▶ [Actions to take]:
A: How many image paths does the LFW face comparison notebook report after reading the dataset?
B: Continue the LFW face comparison notebook from the point where it stops.

▶ [Document]:
※

# Analytic Second Comparison Using LFW Dataset - VGGFace (RESNET50)

Several feature extractor:
1. Face Embedding: Facenet
2. Face Embedding: VGG Face
3. Face Embedding: VGG Face - VGG16
4. Face Embedding: VGG Face - RESNET50
5. LBPH (Local Binary Pattern Histogram)

In [1]:
from scipy.spatial.distance import euclidean
from sklearn.metrics import accuracy_score, f1_score
from keras import backend as K
from feature_extractor.face_feature_extractor import FaceFeatureExtractor
import numpy as np
import cv2 as cv
from mtcnn.mtcnn import MTCNN
import matplotlib.pyplot as plt
import time

Using TensorFlow backend.


# Read Dataset

In [2]:
import os

In [3]:
DIR_PATH = '../lfw/'
image_path_list = []
labels = []
name_dictionary = {}
counter = 0
for root, dirs, files in os.walk(DIR_PATH):
    for filename in files:
        person_name = ' '.join(filename.split('.')[0].split('_')[0:-1]) 
        file_path = os.path.join(root, filename)
        if person_name not in name_dictionary:
            counter += 1
            name_dictionary[person_name] = counter
        image_path_list.append(file_path)
        labels.append(name_dictionary[person_name])

In [4]:
print(len(labels))
print(len(image_path_list))

13233
13233


In [5]:
image_path_list[0:5]

['../lfw/Ryan_Newman/Ryan_Newman_0001.jpg',
 '../lfw/Dimitar_Berbatov/Dimitar_Berbatov_0001.jpg',
 '../lfw/Ed_Rendell/Ed_Rendell_0001.jpg',
 '../lfw/Joe_Crede/Joe_Crede_0001.jpg',
 '../lfw/Norman_Mailer/Norman_Mailer_0001.jpg']

# Experiment

In [6]:
FACENET_MODEL_PATH = 'model_data/facenet/20180402-114759'
VGGFACE_MODEL_PATH = 'model_data/vgg_face_weights.h5'

In [7]:
mtcnn_detector = MTCNN()

Instructions for updating:
Colocations handled automatically by placer.
Instructions for updating:
keep_dims is deprecated, use keepdims instead
Instructions for updating:
keep_dims is deprecated, use keepdims instead
Instructions for updating:
Deprecated in favor of operator or tf.math.divide.


In [8]:
def predict(image_representation_list, true_label, test_representation, min_distance):
    minimum_label = None
    minimum_distance = min_distance
    
    for idx, image_representation in enumerate(image_representation_list):
        distance = euclidean(image_representation, test_representation)
        if distance < minimum_distance:
            minimum_distance = distance
            minimum_label = true_label[idx]
    
    return minimum_label

In [9]:
def compute_score(predictions, labels):
    count_same = 0
    for idx, prediction in enumerate(predictions):
        if labels[idx] == prediction:
            count_same += 1
        elif labels[idx] == -2: # failed to detect face (still measure as valid)
            count_same += 1
    return count_same / len(predictions)

In [10]:
def write_checkpoint(filename, prediction_results):
    f = open(filename, 'w')

※

▶ [Entries provided]:
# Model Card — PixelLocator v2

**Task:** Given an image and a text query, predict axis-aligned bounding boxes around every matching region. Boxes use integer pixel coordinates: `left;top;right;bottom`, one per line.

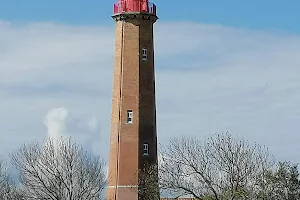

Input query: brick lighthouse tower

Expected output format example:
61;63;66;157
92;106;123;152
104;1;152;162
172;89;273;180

107;0;158;200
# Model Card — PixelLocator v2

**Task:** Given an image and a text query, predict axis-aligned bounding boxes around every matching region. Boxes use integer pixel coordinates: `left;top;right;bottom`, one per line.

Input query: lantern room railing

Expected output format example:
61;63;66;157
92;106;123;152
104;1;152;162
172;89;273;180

114;0;156;15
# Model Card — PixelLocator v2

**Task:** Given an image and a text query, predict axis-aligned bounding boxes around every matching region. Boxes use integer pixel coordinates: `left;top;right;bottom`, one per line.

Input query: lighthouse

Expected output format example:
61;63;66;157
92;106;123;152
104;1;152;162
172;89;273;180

106;0;158;200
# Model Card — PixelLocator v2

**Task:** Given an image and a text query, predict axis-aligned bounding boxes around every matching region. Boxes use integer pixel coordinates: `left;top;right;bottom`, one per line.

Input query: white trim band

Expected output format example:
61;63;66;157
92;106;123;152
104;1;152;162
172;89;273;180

107;185;138;188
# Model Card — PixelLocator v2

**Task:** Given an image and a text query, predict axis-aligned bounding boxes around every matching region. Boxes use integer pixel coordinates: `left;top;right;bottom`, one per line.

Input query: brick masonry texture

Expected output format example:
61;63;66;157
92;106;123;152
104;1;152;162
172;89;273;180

107;13;157;200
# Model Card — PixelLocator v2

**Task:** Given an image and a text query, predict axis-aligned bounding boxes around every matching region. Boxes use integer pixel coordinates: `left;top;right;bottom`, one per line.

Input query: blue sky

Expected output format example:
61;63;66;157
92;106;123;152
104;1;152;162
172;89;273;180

0;0;300;33
0;0;300;173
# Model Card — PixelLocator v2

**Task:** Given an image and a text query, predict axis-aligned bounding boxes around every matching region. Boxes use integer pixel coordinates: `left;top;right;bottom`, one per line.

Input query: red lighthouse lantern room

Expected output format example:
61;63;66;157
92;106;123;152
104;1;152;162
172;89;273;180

114;0;156;15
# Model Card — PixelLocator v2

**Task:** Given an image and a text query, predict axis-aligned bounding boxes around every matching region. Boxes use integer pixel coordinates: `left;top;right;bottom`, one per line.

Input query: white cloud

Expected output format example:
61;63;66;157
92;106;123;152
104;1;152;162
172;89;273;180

0;21;300;166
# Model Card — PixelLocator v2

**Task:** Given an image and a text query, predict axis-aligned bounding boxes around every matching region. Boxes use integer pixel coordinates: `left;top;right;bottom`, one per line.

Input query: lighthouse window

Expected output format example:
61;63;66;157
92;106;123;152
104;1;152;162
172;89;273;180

142;48;147;60
143;143;149;156
127;110;133;124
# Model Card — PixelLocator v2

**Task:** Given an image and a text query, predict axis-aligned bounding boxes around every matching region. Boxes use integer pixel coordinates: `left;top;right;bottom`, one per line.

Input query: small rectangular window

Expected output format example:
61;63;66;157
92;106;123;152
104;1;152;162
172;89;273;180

143;143;149;156
126;110;133;124
142;48;147;60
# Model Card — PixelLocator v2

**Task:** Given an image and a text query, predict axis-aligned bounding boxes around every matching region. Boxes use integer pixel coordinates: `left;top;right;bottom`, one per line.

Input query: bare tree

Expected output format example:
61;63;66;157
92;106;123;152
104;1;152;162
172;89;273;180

0;159;19;200
12;138;106;200
138;164;160;200
160;133;273;200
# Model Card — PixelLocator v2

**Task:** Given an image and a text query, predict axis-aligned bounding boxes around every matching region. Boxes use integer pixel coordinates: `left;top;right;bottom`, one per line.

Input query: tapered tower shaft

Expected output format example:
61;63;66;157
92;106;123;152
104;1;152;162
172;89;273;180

107;0;157;200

※

▶ [Solved problems]:
A: 13,233

B:
    for prediction in prediction_results:
        f.write(str(prediction) + '\n')
    f.close()

## VGGFace RESNET50

Based on experiment VGGFace RESNET50 have distance below 100 for euclidean if two image are the same person

In [11]:
feature_extractor = FaceFeatureExtractor(None, extractor_name='vgg_face_resnet50')

In [12]:
THRESHOLD = 100

### Experiment 1

### Shuffle Dataset Seed=0

In [13]:
import random

In [14]:
temp = list(zip(image_path_list, labels))
random.Random(0).shuffle(temp) # custom seed
image_path_list, labels = zip(*temp)

In [15]:
image_path_list[0:5]

('../lfw/Tommy_Maddox/Tommy_Maddox_0001.jpg',
 '../lfw/David_Millar/David_Millar_0001.jpg',
 '../lfw/Gregg_Popovich/Gregg_Popovich_0004.jpg',
 '../lfw/Shimon_Peres/Shimon_Peres_0001.jpg',
 '../lfw/Rudolph_Giuliani/Rudolph_Giuliani_0024.jpg')

In [16]:
labels[0:5]

(3038, 1517, 3115, 834, 1016)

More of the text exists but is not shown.